#### Entries shown:
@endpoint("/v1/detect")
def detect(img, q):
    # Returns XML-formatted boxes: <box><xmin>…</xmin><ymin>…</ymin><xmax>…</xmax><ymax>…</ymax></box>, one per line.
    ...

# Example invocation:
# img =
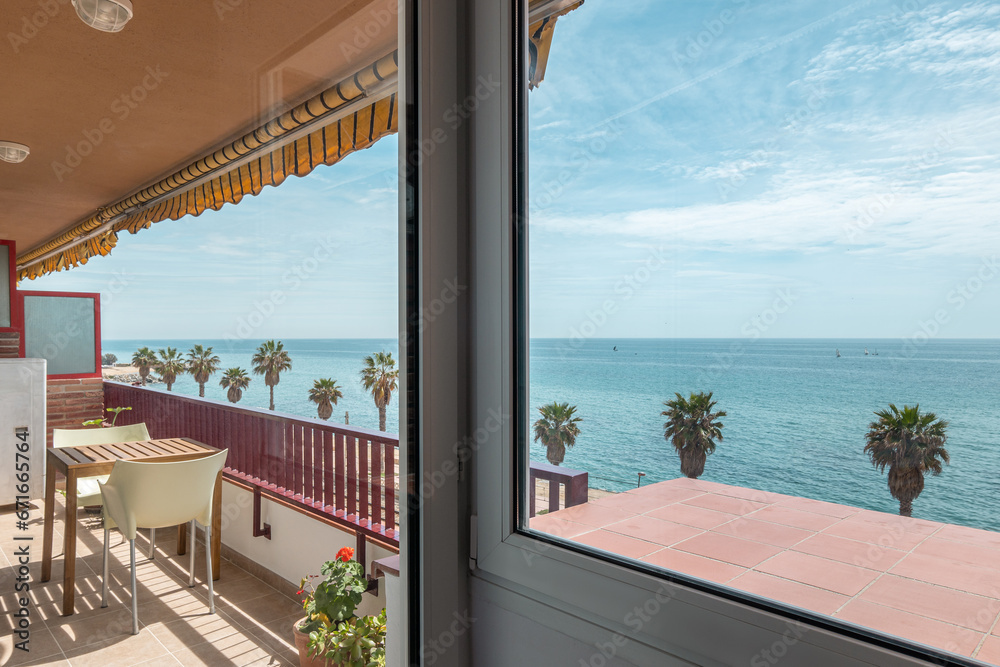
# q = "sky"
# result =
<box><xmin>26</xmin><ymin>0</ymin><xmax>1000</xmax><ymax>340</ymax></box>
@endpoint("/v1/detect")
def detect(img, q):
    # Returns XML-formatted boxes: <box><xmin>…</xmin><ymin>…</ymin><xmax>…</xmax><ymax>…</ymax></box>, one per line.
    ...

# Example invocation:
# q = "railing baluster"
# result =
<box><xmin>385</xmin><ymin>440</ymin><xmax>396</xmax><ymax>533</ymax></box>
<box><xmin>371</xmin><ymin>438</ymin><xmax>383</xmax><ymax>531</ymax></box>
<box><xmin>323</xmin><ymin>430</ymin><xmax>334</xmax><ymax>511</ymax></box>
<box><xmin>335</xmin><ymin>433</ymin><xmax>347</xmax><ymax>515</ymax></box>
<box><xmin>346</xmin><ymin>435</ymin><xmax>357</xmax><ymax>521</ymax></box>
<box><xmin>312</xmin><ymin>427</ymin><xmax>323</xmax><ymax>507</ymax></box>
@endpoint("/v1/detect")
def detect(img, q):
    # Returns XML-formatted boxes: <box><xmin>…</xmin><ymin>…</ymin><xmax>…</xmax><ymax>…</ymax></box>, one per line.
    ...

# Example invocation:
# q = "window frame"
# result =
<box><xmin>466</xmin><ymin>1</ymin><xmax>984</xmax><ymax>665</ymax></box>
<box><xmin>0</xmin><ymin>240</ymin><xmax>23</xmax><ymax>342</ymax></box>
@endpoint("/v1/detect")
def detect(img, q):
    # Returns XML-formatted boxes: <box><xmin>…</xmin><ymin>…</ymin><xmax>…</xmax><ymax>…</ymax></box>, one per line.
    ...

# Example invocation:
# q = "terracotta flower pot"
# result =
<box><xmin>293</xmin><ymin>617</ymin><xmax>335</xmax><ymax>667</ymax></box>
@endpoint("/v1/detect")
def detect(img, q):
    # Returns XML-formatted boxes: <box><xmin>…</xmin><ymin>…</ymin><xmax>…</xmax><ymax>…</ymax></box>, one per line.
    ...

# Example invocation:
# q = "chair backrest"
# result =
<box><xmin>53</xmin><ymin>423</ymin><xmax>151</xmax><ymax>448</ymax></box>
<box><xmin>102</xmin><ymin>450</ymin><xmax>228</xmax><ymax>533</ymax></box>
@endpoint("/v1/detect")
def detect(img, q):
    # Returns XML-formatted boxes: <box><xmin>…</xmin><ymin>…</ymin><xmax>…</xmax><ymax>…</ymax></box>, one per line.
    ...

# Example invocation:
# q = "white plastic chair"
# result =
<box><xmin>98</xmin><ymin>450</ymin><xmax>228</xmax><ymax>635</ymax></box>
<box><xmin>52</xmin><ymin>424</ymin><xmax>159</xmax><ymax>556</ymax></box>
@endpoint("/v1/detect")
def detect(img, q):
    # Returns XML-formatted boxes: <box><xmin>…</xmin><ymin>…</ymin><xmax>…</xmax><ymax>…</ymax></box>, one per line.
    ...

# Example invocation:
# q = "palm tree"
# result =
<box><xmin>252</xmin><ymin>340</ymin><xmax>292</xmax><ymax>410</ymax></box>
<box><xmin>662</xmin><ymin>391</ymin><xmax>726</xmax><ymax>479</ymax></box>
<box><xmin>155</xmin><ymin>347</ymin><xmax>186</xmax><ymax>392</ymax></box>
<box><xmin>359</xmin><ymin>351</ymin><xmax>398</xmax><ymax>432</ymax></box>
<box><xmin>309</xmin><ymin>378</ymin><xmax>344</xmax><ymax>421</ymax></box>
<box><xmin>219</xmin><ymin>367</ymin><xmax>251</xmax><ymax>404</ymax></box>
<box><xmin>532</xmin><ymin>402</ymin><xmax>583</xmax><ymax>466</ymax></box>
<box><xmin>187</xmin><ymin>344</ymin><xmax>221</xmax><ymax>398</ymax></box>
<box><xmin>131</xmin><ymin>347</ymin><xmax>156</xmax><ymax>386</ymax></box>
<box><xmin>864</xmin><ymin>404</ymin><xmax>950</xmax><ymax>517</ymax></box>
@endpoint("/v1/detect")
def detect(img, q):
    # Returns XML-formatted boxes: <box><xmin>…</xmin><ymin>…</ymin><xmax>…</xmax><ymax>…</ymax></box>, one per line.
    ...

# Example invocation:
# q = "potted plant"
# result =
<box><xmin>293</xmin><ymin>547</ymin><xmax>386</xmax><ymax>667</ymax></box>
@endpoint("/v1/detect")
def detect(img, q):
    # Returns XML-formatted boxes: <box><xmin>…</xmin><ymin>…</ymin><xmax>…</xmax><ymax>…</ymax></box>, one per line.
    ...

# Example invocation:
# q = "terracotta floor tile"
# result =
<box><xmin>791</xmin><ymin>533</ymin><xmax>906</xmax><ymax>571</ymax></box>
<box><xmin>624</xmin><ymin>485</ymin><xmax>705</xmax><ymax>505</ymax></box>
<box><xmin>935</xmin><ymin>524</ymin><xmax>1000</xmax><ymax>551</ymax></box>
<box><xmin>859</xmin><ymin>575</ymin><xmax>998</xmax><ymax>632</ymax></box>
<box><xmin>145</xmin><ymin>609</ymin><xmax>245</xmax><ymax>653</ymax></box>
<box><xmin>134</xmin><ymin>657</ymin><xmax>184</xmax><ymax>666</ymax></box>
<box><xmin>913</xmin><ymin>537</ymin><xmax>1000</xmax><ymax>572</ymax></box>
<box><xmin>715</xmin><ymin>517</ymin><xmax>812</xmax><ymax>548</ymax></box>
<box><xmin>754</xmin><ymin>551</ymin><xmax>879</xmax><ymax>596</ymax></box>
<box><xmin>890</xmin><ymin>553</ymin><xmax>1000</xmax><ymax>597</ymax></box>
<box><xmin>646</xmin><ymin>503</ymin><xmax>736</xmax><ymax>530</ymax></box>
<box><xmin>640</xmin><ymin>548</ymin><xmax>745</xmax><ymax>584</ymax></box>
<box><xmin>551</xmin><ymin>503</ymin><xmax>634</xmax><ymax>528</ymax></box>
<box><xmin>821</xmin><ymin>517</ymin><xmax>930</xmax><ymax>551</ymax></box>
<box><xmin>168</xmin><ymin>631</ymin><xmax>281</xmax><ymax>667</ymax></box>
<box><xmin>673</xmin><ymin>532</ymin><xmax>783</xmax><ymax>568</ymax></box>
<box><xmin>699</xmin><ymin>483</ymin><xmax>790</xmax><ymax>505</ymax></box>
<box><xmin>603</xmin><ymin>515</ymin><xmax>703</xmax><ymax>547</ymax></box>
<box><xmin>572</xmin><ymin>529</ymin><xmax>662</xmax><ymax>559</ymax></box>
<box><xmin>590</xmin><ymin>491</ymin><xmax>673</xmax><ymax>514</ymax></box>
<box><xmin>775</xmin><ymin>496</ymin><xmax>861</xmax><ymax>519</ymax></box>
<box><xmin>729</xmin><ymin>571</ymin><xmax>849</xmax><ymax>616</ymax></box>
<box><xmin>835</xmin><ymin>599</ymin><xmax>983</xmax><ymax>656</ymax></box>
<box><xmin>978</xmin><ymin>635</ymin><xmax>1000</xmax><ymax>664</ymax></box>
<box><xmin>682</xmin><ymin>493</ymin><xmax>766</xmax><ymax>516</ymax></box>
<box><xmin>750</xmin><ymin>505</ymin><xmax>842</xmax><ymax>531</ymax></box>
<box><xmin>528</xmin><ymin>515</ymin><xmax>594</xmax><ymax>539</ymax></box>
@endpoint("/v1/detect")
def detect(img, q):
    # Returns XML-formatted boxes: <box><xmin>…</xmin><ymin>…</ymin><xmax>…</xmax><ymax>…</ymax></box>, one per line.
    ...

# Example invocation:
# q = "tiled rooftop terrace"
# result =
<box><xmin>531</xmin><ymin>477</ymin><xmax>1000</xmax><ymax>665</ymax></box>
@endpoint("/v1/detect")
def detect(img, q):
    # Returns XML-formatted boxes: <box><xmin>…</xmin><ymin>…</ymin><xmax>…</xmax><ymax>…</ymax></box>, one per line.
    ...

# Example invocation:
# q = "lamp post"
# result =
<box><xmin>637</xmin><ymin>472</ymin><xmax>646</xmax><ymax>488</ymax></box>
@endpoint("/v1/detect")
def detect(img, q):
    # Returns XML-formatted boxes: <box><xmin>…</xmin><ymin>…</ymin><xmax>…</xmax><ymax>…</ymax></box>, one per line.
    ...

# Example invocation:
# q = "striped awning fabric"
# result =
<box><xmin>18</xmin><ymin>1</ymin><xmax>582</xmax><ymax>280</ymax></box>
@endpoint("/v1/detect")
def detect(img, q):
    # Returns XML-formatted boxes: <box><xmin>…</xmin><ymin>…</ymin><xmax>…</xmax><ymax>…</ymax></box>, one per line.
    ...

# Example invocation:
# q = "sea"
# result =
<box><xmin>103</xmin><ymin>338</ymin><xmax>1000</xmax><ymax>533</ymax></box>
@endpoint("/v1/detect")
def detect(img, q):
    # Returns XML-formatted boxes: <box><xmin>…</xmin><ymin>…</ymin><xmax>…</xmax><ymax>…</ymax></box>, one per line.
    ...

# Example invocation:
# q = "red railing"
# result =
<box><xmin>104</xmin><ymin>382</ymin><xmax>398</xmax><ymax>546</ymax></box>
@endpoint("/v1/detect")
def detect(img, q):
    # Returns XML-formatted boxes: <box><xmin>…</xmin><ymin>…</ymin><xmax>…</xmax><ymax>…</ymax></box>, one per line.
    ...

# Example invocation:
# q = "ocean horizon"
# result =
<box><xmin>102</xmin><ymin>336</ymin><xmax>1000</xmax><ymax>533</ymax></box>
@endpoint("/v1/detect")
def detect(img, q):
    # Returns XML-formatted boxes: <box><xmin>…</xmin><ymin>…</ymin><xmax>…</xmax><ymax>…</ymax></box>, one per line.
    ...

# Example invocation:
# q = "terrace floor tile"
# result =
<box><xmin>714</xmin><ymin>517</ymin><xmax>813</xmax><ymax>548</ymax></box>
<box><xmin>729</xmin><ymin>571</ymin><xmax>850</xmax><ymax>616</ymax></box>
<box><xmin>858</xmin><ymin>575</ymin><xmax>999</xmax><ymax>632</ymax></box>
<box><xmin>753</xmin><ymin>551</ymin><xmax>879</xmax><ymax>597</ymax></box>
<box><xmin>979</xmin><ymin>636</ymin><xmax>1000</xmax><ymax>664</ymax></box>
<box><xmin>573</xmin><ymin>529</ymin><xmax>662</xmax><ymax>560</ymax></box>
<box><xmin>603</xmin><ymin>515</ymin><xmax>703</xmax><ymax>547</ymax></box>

#### Exercise prompt:
Gather from the entries above all lines that include the string "chair".

#### Finished exercise:
# q = "chair backrest"
# q = "white plastic chair"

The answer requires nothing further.